[START]

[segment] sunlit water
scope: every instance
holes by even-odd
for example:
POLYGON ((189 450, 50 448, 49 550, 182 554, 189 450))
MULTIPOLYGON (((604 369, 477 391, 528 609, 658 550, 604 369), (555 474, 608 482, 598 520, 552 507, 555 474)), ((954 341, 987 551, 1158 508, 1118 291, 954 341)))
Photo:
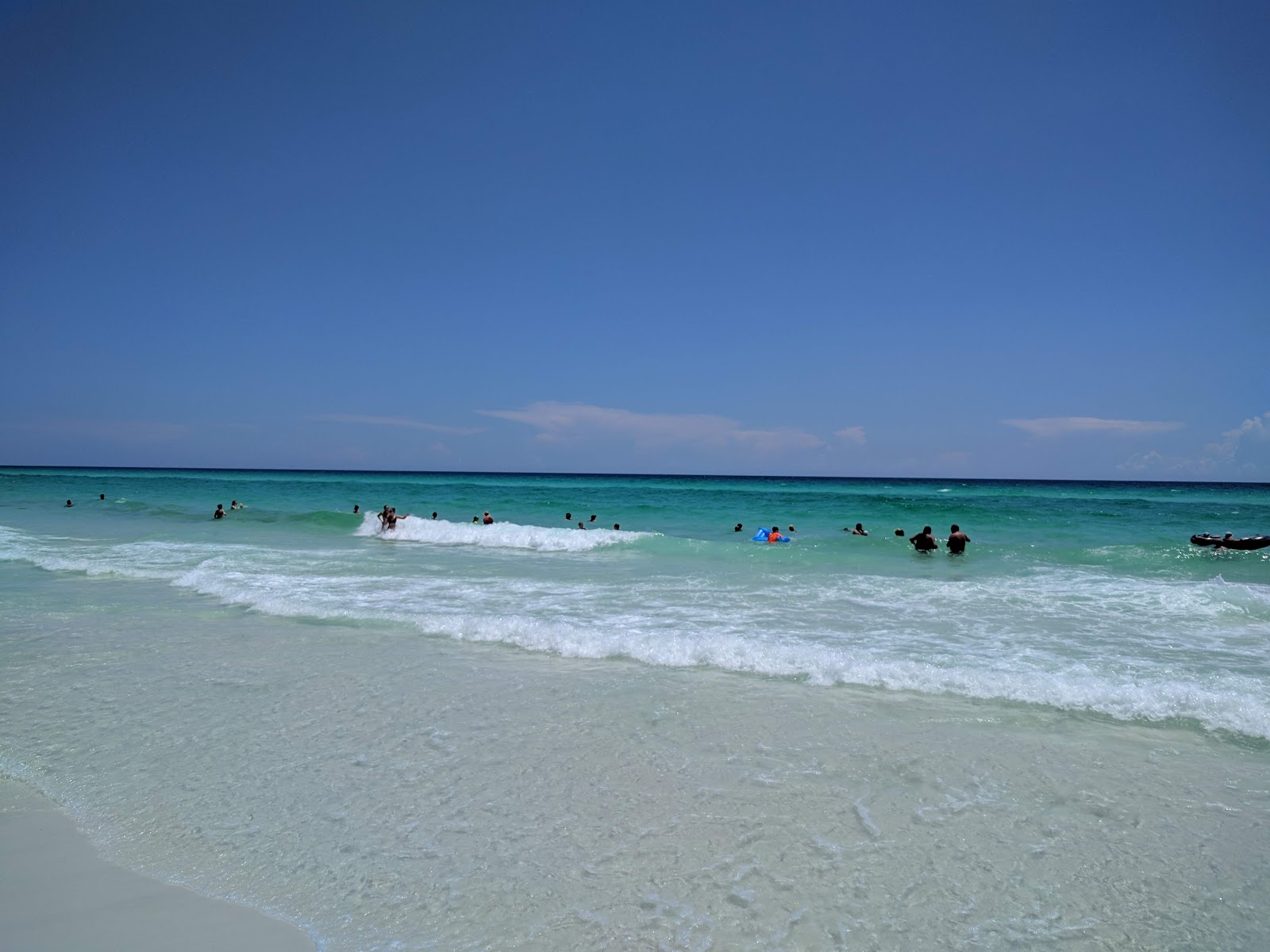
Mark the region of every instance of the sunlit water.
POLYGON ((0 769, 329 949, 1264 948, 1224 531, 1270 487, 0 470, 0 769))

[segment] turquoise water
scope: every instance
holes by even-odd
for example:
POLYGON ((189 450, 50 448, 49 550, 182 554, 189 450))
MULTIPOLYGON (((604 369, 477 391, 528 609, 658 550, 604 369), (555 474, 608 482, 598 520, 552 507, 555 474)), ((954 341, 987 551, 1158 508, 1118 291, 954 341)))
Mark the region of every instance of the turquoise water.
POLYGON ((333 949, 1255 948, 1226 531, 1270 486, 4 468, 0 769, 333 949))

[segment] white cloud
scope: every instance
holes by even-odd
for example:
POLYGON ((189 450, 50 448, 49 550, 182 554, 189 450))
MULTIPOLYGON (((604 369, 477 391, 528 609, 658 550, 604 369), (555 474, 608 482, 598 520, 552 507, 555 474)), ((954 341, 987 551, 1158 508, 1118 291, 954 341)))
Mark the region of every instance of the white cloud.
POLYGON ((318 423, 354 423, 363 426, 409 426, 433 433, 455 433, 460 437, 470 437, 480 430, 464 429, 461 426, 442 426, 439 423, 424 423, 423 420, 406 420, 401 416, 363 416, 361 414, 323 414, 310 416, 318 423))
POLYGON ((641 447, 696 444, 712 448, 748 447, 772 452, 813 449, 824 440, 795 429, 747 430, 735 420, 710 414, 640 414, 589 404, 538 401, 522 410, 478 410, 485 416, 535 426, 540 439, 599 430, 630 438, 641 447))
POLYGON ((842 439, 848 439, 852 443, 865 444, 865 428, 864 426, 847 426, 845 430, 838 430, 833 434, 834 437, 842 437, 842 439))
POLYGON ((1245 437, 1265 439, 1270 435, 1270 428, 1266 426, 1267 423, 1270 423, 1270 413, 1261 414, 1260 416, 1250 416, 1233 430, 1226 430, 1222 434, 1220 443, 1209 443, 1208 451, 1229 459, 1238 452, 1240 443, 1243 442, 1245 437))
POLYGON ((1114 433, 1121 437, 1140 437, 1180 430, 1186 425, 1161 420, 1102 420, 1097 416, 1040 416, 1035 420, 1002 420, 1002 423, 1034 437, 1063 437, 1068 433, 1114 433))

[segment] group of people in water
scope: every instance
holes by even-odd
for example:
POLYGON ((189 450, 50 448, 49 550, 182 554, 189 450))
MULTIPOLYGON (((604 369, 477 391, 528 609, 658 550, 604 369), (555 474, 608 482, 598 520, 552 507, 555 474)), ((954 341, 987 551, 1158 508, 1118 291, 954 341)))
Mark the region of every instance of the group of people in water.
MULTIPOLYGON (((594 517, 592 517, 592 518, 594 518, 594 517)), ((732 527, 732 531, 733 532, 744 532, 745 527, 742 523, 737 523, 735 526, 732 527)), ((867 536, 869 534, 869 532, 864 527, 864 523, 859 523, 859 522, 856 523, 855 528, 851 528, 850 526, 847 526, 842 531, 843 532, 850 532, 852 536, 867 536)), ((780 526, 773 526, 771 528, 771 531, 766 532, 766 536, 763 534, 763 532, 765 532, 763 529, 759 529, 759 534, 756 536, 754 538, 757 541, 761 541, 761 542, 767 542, 768 545, 771 545, 773 542, 789 542, 790 541, 789 536, 782 536, 781 534, 781 527, 780 526), (762 537, 762 538, 759 538, 759 537, 762 537)), ((790 526, 789 527, 789 532, 790 532, 790 534, 792 534, 792 533, 798 532, 798 529, 795 529, 792 526, 790 526)), ((895 529, 895 534, 899 536, 900 538, 906 538, 903 529, 895 529)), ((916 548, 918 552, 933 552, 936 548, 940 547, 939 541, 931 533, 931 527, 930 526, 923 526, 922 531, 918 532, 916 536, 908 537, 908 541, 913 543, 913 548, 916 548)), ((952 527, 949 529, 949 537, 947 537, 947 541, 946 541, 945 545, 947 545, 949 552, 951 555, 961 555, 961 553, 965 552, 965 545, 969 541, 970 541, 970 537, 966 536, 964 532, 961 532, 961 527, 958 526, 956 523, 952 523, 952 527)))
MULTIPOLYGON (((104 500, 105 499, 105 493, 100 494, 99 499, 104 500)), ((70 508, 72 505, 75 505, 75 504, 70 499, 67 499, 66 500, 66 508, 70 508)), ((231 500, 230 501, 230 512, 237 512, 239 509, 246 509, 246 506, 244 504, 239 503, 236 499, 231 500)), ((353 506, 353 514, 354 515, 361 514, 361 512, 362 512, 362 508, 359 505, 354 505, 353 506)), ((224 519, 225 518, 225 504, 224 503, 217 503, 216 504, 216 512, 212 513, 212 518, 213 519, 224 519)), ((396 529, 398 522, 400 522, 401 519, 409 519, 409 518, 410 518, 410 513, 406 513, 405 515, 398 515, 396 508, 389 505, 387 503, 385 503, 384 508, 378 512, 380 531, 381 532, 391 532, 392 529, 396 529)), ((436 512, 433 512, 432 518, 437 519, 437 513, 436 512)), ((572 512, 565 513, 564 514, 564 520, 565 522, 573 522, 573 513, 572 512)), ((585 529, 587 526, 588 526, 588 523, 594 523, 594 522, 596 522, 596 514, 592 513, 591 514, 591 519, 588 519, 587 522, 582 522, 582 520, 578 522, 578 528, 579 529, 585 529)), ((474 515, 472 517, 472 524, 474 526, 493 526, 494 524, 494 517, 490 515, 489 510, 486 509, 483 515, 474 515)), ((616 523, 616 522, 613 523, 613 529, 615 531, 620 531, 621 528, 622 528, 621 523, 616 523)), ((735 526, 733 526, 732 531, 733 532, 743 532, 744 528, 745 527, 742 523, 737 523, 735 526)), ((859 523, 859 522, 856 523, 855 528, 846 527, 842 531, 843 532, 850 532, 852 536, 867 536, 869 534, 865 531, 864 524, 859 523)), ((790 526, 789 527, 789 532, 792 534, 792 533, 798 532, 798 529, 795 529, 792 526, 790 526)), ((900 538, 903 538, 904 537, 904 531, 903 529, 895 529, 895 534, 899 536, 900 538)), ((1229 537, 1229 534, 1231 533, 1227 533, 1227 537, 1229 537)), ((775 542, 789 542, 790 539, 789 539, 789 536, 781 534, 781 527, 780 526, 773 526, 771 528, 771 531, 767 533, 765 541, 768 542, 768 543, 775 543, 775 542)), ((917 533, 916 536, 912 536, 908 541, 913 543, 913 548, 916 548, 918 552, 933 552, 935 550, 937 550, 940 547, 939 541, 936 541, 935 536, 931 534, 931 527, 930 526, 922 527, 922 531, 919 533, 917 533)), ((947 541, 946 541, 949 552, 951 555, 961 555, 963 552, 965 552, 965 543, 969 542, 969 541, 970 541, 970 537, 966 536, 964 532, 961 532, 961 527, 959 527, 956 523, 952 523, 952 527, 949 531, 949 537, 947 537, 947 541)), ((1215 542, 1215 538, 1214 538, 1214 542, 1215 542)), ((1226 539, 1223 539, 1223 542, 1226 542, 1226 539)), ((1203 542, 1201 545, 1213 545, 1213 543, 1212 542, 1203 542)))
MULTIPOLYGON (((904 531, 895 529, 895 534, 903 536, 904 531)), ((909 538, 908 541, 913 543, 913 548, 916 548, 918 552, 933 552, 936 548, 940 547, 939 541, 931 533, 930 526, 923 526, 922 531, 918 532, 912 538, 909 538)), ((963 552, 965 552, 965 543, 969 541, 970 537, 966 536, 964 532, 961 532, 961 527, 958 526, 956 523, 952 523, 952 527, 949 529, 947 541, 945 543, 949 547, 949 555, 961 555, 963 552)))

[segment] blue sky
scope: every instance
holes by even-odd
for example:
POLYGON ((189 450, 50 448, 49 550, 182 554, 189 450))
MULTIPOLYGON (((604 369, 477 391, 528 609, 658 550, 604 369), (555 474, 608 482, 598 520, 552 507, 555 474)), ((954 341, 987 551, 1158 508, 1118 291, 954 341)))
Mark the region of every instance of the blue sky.
POLYGON ((1265 3, 8 3, 0 463, 1270 481, 1265 3))

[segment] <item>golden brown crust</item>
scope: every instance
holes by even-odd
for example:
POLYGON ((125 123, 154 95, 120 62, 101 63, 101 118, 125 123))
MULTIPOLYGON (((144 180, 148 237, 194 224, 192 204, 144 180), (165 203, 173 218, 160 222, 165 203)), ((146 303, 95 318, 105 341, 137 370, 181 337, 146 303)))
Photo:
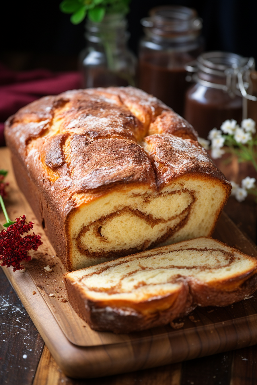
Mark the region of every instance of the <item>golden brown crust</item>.
MULTIPOLYGON (((144 314, 140 310, 143 303, 138 305, 137 310, 126 306, 105 306, 104 304, 89 300, 81 287, 76 283, 71 284, 68 278, 64 276, 64 283, 67 290, 69 302, 76 312, 85 321, 92 329, 100 331, 113 331, 114 333, 128 333, 145 330, 158 326, 167 325, 171 320, 187 312, 191 308, 191 295, 188 286, 180 279, 181 285, 178 292, 167 296, 164 299, 151 301, 153 309, 164 302, 170 306, 163 310, 144 314), (186 309, 186 310, 185 310, 186 309)), ((147 303, 149 306, 149 302, 147 303)), ((165 306, 165 307, 166 307, 165 306)))
POLYGON ((148 134, 171 134, 183 138, 197 140, 198 134, 188 122, 174 111, 164 111, 151 123, 148 134))
POLYGON ((175 178, 197 172, 222 181, 227 198, 230 193, 229 184, 204 150, 182 139, 195 138, 191 126, 156 98, 133 87, 45 97, 10 117, 5 134, 18 184, 69 269, 69 221, 83 200, 78 194, 90 194, 93 199, 131 186, 159 192, 175 178), (149 127, 164 133, 145 138, 149 127), (144 138, 144 149, 139 144, 144 138), (31 189, 36 199, 30 198, 31 189))
POLYGON ((167 134, 150 135, 144 141, 158 188, 175 178, 192 173, 209 175, 225 182, 231 188, 223 174, 198 142, 167 134))

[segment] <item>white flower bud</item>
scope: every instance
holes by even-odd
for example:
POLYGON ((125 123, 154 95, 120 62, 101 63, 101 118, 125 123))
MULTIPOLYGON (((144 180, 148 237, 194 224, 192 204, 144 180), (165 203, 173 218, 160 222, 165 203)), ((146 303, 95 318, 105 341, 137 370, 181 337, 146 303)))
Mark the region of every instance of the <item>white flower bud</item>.
POLYGON ((230 181, 230 184, 232 186, 232 191, 231 191, 231 195, 235 196, 237 193, 237 189, 239 188, 239 185, 236 183, 235 182, 233 181, 230 181))
POLYGON ((207 137, 210 141, 212 141, 217 136, 221 136, 222 133, 220 130, 217 130, 217 128, 215 127, 210 131, 207 137))
POLYGON ((241 124, 242 128, 244 129, 247 132, 252 132, 255 134, 256 132, 255 122, 252 119, 244 119, 241 124))
POLYGON ((223 122, 220 126, 221 129, 224 134, 228 134, 232 135, 234 133, 237 127, 239 126, 237 124, 237 121, 234 119, 229 120, 227 119, 223 122))
POLYGON ((242 187, 246 190, 253 189, 255 187, 254 184, 256 181, 255 178, 250 178, 250 176, 247 176, 243 179, 242 182, 242 187))
POLYGON ((243 201, 244 201, 247 196, 247 192, 246 190, 242 188, 242 187, 239 187, 237 189, 235 195, 237 201, 239 202, 242 202, 243 201))
POLYGON ((238 143, 245 144, 252 139, 250 132, 245 132, 242 128, 237 128, 234 136, 234 139, 238 143))

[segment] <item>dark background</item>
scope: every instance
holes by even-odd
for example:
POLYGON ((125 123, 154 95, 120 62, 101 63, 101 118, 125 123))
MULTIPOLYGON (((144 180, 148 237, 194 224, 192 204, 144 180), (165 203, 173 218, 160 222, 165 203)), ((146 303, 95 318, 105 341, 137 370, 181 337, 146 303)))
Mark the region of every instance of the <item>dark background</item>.
MULTIPOLYGON (((59 10, 60 2, 3 2, 0 61, 15 70, 76 69, 78 54, 85 44, 84 22, 72 24, 70 15, 59 10)), ((257 59, 256 0, 132 0, 128 15, 129 45, 136 54, 143 34, 140 19, 151 8, 164 4, 197 10, 203 20, 205 50, 227 51, 257 59)))

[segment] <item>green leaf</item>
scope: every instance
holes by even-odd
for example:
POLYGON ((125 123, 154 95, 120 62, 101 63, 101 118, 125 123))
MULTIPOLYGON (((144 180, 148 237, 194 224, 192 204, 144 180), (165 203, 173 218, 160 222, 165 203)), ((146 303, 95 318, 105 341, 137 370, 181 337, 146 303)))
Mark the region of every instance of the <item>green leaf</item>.
POLYGON ((89 18, 91 21, 94 22, 95 23, 100 23, 103 19, 105 15, 105 10, 102 7, 96 7, 88 11, 89 18))
POLYGON ((3 224, 3 226, 4 227, 9 227, 10 225, 13 224, 13 223, 16 223, 15 222, 12 222, 11 221, 10 221, 10 222, 8 222, 7 223, 5 223, 5 224, 3 224))
POLYGON ((82 7, 78 11, 73 13, 71 17, 71 21, 74 24, 79 24, 86 17, 87 13, 86 7, 82 7))
POLYGON ((4 176, 6 176, 8 173, 8 171, 6 170, 0 170, 0 175, 3 175, 4 176))
POLYGON ((64 13, 73 13, 81 7, 78 0, 63 0, 60 4, 60 9, 64 13))

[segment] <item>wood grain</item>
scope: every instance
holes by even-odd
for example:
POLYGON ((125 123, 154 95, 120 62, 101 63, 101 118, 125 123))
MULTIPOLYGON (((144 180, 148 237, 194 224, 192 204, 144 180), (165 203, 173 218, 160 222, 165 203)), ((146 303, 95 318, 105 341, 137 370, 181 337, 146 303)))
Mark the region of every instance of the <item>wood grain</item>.
POLYGON ((28 385, 44 341, 2 270, 0 293, 0 384, 28 385))
POLYGON ((46 346, 44 348, 33 385, 180 385, 181 363, 154 369, 84 380, 67 377, 46 346))
MULTIPOLYGON (((93 331, 86 324, 80 323, 83 321, 73 314, 68 303, 62 301, 66 295, 62 279, 63 268, 17 188, 8 154, 6 151, 3 168, 10 170, 8 179, 12 198, 7 201, 9 216, 26 214, 28 219, 35 221, 35 231, 42 234, 44 244, 34 253, 34 259, 28 264, 25 273, 13 273, 6 269, 5 273, 65 374, 77 378, 104 377, 167 365, 257 342, 256 295, 226 308, 198 308, 191 315, 193 318, 185 317, 179 321, 184 326, 178 330, 168 325, 116 336, 93 331), (53 271, 45 274, 44 265, 50 264, 53 271), (32 295, 35 290, 37 295, 32 295), (55 296, 49 297, 53 291, 55 296)), ((215 236, 257 256, 255 245, 225 214, 215 236)))

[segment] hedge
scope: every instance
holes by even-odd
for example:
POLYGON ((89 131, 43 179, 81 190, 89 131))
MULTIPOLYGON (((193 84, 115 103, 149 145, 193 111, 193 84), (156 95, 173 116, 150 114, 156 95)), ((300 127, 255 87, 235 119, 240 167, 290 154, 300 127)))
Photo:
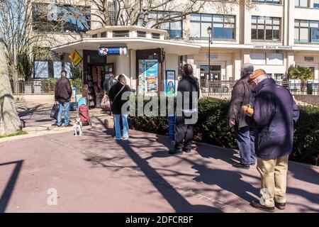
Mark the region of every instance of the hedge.
MULTIPOLYGON (((145 101, 145 104, 147 102, 145 101)), ((196 141, 238 149, 233 128, 226 122, 228 106, 227 100, 204 98, 198 101, 198 121, 194 127, 196 141)), ((299 109, 301 116, 296 125, 290 159, 319 165, 319 106, 299 106, 299 109)), ((130 116, 129 121, 132 129, 168 135, 167 117, 130 116)))

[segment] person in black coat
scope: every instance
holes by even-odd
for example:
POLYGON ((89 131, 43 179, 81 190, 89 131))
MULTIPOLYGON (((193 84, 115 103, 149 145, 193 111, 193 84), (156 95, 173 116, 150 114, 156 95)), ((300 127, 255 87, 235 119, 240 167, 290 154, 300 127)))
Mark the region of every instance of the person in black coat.
POLYGON ((57 125, 62 126, 62 114, 65 109, 65 126, 69 127, 72 124, 69 123, 69 101, 72 96, 72 89, 69 79, 67 77, 67 71, 61 71, 61 78, 57 81, 55 87, 55 101, 59 105, 57 113, 57 125))
POLYGON ((234 167, 242 169, 250 169, 250 165, 254 165, 254 130, 246 123, 246 115, 242 106, 253 104, 253 98, 250 95, 252 87, 248 84, 250 75, 254 72, 254 66, 250 63, 243 65, 239 79, 232 92, 232 99, 228 109, 228 121, 234 127, 235 137, 238 145, 240 162, 235 163, 234 167))
POLYGON ((197 122, 198 82, 197 78, 193 76, 193 67, 191 65, 184 65, 182 72, 182 78, 177 87, 175 147, 169 151, 171 155, 191 152, 193 128, 197 122))
POLYGON ((123 98, 126 98, 129 96, 125 95, 125 92, 130 92, 130 89, 126 84, 126 79, 123 74, 121 74, 118 78, 118 82, 116 84, 111 88, 108 92, 108 96, 112 103, 112 112, 114 116, 114 124, 116 135, 114 139, 116 140, 128 140, 128 111, 127 110, 123 110, 123 106, 128 101, 128 99, 123 100, 123 98), (121 133, 121 125, 120 118, 122 118, 123 122, 123 135, 121 133))
POLYGON ((262 198, 252 206, 264 211, 286 207, 288 160, 293 149, 294 124, 299 110, 289 91, 267 76, 254 71, 248 79, 253 89, 252 111, 245 106, 247 123, 256 128, 255 150, 260 173, 262 198))

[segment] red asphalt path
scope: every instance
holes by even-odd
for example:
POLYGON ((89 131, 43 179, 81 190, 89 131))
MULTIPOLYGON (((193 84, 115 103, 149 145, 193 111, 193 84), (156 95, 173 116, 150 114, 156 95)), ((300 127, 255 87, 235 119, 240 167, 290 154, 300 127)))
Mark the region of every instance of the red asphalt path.
MULTIPOLYGON (((235 151, 197 144, 170 156, 167 138, 130 133, 128 141, 101 127, 0 143, 0 212, 259 211, 249 205, 259 174, 233 167, 235 151)), ((319 212, 318 168, 289 163, 285 211, 319 212)))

[END]

▸ **Required work**
Reproduce the material verbatim, beginning with the line that contains "[segment] hedge" and continuing through the line that contains "MULTIPOLYGON (((145 101, 145". Leave out the picture.

▸ **Final result**
[segment] hedge
scope: every instance
holes by even-odd
for example:
POLYGON ((89 131, 43 179, 81 190, 89 131))
MULTIPOLYGON (((193 84, 115 103, 149 145, 193 111, 193 84), (156 95, 173 116, 150 114, 156 95)), ((300 127, 255 87, 235 119, 240 167, 290 154, 300 127)))
Photo:
Mark the region of every instance of the hedge.
MULTIPOLYGON (((145 101, 145 104, 147 102, 145 101)), ((196 141, 238 149, 233 128, 226 122, 228 106, 227 100, 204 98, 198 101, 198 121, 194 127, 196 141)), ((299 109, 301 116, 296 125, 290 159, 319 165, 319 106, 299 106, 299 109)), ((130 116, 129 121, 132 129, 168 135, 167 117, 130 116)))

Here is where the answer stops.